▸ **Dataset extract**
•••••

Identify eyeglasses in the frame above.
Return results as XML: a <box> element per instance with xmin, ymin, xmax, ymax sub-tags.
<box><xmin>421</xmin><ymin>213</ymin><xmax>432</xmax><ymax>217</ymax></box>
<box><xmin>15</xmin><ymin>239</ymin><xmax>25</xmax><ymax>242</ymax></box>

•••••

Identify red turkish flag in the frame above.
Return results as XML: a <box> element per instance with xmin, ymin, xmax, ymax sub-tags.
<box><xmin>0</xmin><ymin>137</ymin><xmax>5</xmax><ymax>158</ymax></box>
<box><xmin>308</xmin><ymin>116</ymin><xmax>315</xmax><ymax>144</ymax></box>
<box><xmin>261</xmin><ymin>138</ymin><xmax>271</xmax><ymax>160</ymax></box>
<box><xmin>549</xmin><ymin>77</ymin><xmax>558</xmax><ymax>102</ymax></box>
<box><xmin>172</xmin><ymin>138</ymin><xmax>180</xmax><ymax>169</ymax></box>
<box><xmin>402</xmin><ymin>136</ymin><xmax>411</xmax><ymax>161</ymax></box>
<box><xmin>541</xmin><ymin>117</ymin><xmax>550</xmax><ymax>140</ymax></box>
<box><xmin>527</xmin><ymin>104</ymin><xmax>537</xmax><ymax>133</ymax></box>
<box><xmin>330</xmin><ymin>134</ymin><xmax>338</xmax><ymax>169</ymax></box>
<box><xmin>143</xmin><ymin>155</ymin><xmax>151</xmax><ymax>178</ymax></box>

•••••

▸ **Problem to solve**
Check every line of the records, and copy the ones that hold the word "above".

▸ **Task answer**
Identify eyeglasses in the frame above.
Identify red turkish flag in the frame above.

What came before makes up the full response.